### SET OF TASKS
[A] Say whether each statement agrees with the text on scraping Google. Answer yes or no, and quote the words of the text that decide it: (i) Google's IP blocks always last only a few minutes; (ii) the text advises using around 100 proxies; (iii) adding &num=100 to the search URL can bring the results up to 100.
[B] Answer these questions from the text on scraping Google:
(i) In what does Google primarily look for patterns to identify scraping?
(ii) What should be done after the IP address is changed?
(iii) How many results per keyword should you not go beyond while fetching all URLs?
[C] From the text on scraping Google, set down word for word the passage from "After you change" up to and including "to control this.".

Sooner or later, specialists who deal with web data face a problem related to collecting the URLs from Google. The problem is mainly related to constant IP bans, as a result of Google’s methods to detect automated access.
When you start Google scraping, typical Google’s “reaction” looks like this:
1. At first you’ll start getting warnings about some “unsafe” or “dangerous” activity (it could be a warning about a virus or a Trojan on the screen and an advice regarding it)
2. After the block with the virus message was issued, for continuing scraping you’ll need a Captcha with an authentication cookie
3. Finally Google will block the IP (either temporarily, for a few minutes/hours, or for a long time). At this point another IPs should be added.
To identify scraping, Google primarily looks for patterns in: IP address, keywords modifications and regularity
Below are some of the most important point to pay attention to while scraping SEPRs:
Choose a reliable proxy source for IP-Address changes on a constant basis. Make sure they are anonymous, fast, with no bad history (were never used for accessing Google before) and preferably rotating proxies.
Use around 100 proxies, depending on results from running each search query. Number of proxies could be more than 100 for bigger projects. Always stop scraping if the process was detected by Google.
Change your IP address consistently at the right point in time of the scraping process. The timing is crucial to your scraping success!
After you change the IP address, clear cookies or disable the IPs.
Do not get more than a thousand results for each keyword while fetching all URLs, then rotate the IP address after the keyword is changed.
If you scrape less than 300 results, it’s possible to scrape more different keywords with the same IP but only after a pause.
Use another source of IPs if more than 100 proxies are used.
Search results could be sent to the max number of 100 with the command &num=100 at the end of the search URL.
Make sure your xpaths/css selectors excludes universal results like image or video results into the organic results, as for most data projects this probably isn’t what you need
Often when requesting a page, Google may redirect you to the domain that relates to the country the request originates from. Parameter &gws_rd=cr helps to control this.
Using a consistent user-agent will help to avoid trouble, sometimes just randomly rotating the User-Agent string will work too.
With proper planning, it’s possible to scrape Google 24/ 7 without being detected.

### EXTRACTED DATA
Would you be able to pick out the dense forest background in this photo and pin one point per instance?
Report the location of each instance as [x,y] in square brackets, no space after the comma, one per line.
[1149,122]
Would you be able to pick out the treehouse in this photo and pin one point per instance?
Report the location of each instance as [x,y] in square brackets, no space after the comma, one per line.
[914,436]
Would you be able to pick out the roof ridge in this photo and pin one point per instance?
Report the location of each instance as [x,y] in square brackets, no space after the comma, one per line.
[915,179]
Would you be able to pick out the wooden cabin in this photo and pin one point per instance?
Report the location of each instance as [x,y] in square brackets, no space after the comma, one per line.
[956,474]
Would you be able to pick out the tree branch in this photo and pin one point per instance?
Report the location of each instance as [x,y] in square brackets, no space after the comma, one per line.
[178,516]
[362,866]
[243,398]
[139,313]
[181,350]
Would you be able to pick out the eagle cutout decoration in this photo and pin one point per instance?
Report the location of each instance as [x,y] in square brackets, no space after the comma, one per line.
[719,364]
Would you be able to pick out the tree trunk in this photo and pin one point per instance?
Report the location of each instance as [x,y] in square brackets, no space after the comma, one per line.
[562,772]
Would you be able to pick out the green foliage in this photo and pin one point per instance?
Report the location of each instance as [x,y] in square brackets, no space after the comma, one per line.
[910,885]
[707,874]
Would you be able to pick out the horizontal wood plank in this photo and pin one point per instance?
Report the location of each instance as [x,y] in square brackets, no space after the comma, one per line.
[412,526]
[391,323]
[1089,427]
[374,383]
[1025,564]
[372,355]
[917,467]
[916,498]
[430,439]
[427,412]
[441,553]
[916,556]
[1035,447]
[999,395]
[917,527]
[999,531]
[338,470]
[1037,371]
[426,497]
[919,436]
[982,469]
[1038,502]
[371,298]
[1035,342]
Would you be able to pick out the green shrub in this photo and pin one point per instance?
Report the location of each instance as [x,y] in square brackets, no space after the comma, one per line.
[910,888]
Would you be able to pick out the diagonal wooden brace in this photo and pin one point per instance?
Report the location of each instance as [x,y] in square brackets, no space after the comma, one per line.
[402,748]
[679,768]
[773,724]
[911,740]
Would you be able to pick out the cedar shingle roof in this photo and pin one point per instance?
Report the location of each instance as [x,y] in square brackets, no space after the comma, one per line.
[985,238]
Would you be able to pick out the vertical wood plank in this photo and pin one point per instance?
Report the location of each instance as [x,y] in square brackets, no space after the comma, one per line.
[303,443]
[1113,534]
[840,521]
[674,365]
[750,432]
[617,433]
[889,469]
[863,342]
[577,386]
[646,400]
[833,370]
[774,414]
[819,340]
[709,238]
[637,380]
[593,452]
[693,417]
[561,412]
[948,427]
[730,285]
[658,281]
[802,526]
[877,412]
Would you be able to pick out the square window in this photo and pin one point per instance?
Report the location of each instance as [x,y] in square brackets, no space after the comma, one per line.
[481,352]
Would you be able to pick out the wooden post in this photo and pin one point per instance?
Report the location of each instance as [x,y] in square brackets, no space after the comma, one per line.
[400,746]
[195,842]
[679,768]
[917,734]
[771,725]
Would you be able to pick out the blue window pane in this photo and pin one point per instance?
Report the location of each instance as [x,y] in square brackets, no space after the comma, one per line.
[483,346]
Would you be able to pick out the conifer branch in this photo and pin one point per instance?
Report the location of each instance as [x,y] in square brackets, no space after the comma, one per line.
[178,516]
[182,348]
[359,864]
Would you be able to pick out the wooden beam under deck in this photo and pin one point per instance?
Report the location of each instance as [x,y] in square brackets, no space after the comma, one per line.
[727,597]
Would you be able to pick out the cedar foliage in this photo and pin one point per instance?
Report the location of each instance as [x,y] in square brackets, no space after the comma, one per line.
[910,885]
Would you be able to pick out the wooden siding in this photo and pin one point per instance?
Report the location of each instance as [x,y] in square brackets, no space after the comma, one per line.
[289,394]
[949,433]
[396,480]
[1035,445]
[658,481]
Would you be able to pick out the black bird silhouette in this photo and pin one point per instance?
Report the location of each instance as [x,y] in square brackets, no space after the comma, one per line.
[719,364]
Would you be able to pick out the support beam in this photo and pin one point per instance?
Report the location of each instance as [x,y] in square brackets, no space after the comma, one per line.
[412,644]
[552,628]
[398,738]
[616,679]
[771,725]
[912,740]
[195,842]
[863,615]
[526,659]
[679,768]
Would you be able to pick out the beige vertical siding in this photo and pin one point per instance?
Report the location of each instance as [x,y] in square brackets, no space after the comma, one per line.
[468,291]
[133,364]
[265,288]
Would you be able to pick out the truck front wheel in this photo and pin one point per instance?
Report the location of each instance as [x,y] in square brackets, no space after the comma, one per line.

### RESULTS FOR THE EXERCISE
[A]
(i) No: "either temporarily, for a few minutes/hours, or for a long time"
(ii) Yes: "Use around 100 proxies"
(iii) Yes: "Search results could be sent to the max number of 100 with the command &num=100 at the end of the search URL."

[B]
(i) IP address, keywords modifications and regularity
(ii) Clear cookies or disable the IPs.
(iii) A thousand

[C]
After you change the IP address, clear cookies or disable the IPs.
Do not get more than a thousand results for each keyword while fetching all URLs, then rotate the IP address after the keyword is changed.
If you scrape less than 300 results, it’s possible to scrape more different keywords with the same IP but only after a pause.
Use another source of IPs if more than 100 proxies are used.
Search results could be sent to the max number of 100 with the command &num=100 at the end of the search URL.
Make sure your xpaths/css selectors excludes universal results like image or video results into the organic results, as for most data projects this probably isn’t what you need
Often when requesting a page, Google may redirect you to the domain that relates to the country the request originates from. Parameter &gws_rd=cr helps to control this.